Stated task: Exactly reproduce the lines from the line that has "Exercise. Put one point on each instance of the smiling" down to the last line of the entries, inclusive.
## begin Dataset records
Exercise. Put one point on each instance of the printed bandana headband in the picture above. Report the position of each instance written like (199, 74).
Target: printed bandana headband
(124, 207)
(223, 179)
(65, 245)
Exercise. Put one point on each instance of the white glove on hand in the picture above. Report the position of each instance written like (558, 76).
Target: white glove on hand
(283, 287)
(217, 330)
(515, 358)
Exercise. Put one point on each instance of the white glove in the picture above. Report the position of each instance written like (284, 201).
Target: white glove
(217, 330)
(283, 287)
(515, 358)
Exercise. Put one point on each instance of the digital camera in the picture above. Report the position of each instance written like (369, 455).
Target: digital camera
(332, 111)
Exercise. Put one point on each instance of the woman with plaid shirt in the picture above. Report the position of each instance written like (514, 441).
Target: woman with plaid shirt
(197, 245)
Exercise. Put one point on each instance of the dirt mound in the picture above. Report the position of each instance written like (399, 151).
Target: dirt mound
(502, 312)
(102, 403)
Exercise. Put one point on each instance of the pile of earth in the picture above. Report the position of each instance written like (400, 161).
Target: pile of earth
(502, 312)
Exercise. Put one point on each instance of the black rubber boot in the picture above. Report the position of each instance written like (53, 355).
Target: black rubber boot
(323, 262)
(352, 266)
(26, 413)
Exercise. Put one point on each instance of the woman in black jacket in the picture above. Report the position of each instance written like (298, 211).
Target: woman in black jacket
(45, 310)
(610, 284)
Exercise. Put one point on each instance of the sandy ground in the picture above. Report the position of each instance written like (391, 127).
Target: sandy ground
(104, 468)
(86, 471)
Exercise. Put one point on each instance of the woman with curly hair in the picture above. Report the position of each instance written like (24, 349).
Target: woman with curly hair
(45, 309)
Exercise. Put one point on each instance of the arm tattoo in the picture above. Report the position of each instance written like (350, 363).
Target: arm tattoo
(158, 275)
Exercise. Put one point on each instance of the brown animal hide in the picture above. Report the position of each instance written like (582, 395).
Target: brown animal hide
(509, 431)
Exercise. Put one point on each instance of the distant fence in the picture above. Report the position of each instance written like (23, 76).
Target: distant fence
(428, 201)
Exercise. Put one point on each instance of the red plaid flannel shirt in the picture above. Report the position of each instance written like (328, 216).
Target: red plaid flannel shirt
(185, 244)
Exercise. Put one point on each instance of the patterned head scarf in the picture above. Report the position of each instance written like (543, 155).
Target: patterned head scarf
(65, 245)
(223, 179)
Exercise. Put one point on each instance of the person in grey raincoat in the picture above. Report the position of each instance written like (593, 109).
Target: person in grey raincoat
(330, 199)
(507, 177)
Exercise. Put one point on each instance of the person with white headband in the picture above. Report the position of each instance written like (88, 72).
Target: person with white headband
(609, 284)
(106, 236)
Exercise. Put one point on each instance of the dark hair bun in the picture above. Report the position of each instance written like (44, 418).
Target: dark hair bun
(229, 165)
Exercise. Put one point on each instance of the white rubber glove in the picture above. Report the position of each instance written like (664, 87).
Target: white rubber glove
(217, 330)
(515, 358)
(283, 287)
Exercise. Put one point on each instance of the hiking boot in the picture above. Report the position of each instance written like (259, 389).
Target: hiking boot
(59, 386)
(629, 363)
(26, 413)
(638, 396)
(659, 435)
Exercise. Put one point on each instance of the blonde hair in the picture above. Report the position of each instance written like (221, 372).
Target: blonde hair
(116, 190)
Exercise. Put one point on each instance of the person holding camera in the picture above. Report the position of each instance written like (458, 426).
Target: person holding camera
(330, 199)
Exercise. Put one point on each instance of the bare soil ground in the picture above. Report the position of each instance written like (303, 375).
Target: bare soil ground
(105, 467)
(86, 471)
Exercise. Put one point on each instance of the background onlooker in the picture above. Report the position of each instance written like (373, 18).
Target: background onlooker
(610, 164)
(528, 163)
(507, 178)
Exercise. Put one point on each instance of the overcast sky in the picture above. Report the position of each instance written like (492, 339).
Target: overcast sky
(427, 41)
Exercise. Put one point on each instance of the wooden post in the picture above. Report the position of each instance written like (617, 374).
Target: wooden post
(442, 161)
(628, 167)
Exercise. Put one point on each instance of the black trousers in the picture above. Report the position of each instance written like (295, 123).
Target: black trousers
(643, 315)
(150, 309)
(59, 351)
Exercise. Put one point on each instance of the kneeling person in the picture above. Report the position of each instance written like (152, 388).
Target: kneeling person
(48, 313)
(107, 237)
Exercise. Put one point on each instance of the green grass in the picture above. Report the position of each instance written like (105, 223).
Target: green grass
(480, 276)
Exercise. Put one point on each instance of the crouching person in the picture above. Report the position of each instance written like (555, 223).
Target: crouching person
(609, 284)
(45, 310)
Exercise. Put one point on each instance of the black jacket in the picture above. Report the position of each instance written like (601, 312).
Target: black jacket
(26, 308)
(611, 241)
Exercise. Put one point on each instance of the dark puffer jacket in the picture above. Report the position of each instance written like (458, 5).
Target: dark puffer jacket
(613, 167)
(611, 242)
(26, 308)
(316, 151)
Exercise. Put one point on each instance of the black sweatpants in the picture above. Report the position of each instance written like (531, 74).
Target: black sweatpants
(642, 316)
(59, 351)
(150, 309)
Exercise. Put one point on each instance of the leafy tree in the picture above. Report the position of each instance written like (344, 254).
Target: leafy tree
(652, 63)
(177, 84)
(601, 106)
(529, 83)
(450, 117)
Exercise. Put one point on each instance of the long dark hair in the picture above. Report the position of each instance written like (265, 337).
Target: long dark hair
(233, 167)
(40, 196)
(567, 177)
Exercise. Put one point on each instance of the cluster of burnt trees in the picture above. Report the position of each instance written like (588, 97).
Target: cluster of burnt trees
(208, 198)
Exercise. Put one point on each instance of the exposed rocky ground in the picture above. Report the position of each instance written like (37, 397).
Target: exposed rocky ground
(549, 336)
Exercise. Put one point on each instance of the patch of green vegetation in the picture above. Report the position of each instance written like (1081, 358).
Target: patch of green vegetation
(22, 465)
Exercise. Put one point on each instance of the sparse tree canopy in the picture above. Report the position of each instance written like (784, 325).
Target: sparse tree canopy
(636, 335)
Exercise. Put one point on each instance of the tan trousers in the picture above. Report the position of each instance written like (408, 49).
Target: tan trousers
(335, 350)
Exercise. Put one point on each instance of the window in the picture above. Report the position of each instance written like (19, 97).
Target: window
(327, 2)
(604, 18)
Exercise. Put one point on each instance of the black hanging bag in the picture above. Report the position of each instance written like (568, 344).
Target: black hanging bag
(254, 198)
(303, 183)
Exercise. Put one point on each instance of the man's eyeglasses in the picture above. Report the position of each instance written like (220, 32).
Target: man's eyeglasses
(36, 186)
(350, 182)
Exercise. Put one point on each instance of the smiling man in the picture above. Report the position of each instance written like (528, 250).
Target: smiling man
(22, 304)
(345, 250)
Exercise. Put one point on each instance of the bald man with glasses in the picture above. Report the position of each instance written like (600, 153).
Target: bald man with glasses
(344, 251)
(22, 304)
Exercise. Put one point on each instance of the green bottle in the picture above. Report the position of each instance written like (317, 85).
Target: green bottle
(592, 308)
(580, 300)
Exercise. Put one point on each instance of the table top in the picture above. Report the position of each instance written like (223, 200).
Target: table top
## end Dataset records
Response for this exercise:
Exercise. Put one point on each instance of the smiling man in the picture above. Report the position of each instance written like (528, 250).
Target: smiling man
(22, 304)
(345, 250)
Exercise. Put one point on each instance of the bald man with glasses in the picture above. Report the position of each instance written like (600, 153).
Target: bald man with glasses
(344, 251)
(22, 304)
Exercise. Put one point on each instance of the green bottle in the picture above. Report the position of each instance written like (317, 85).
Target: green bottle
(592, 308)
(580, 300)
Exercise. Put one point on each instance of the table top in the picture above. Report the position of each instance written like (223, 200).
Target: table top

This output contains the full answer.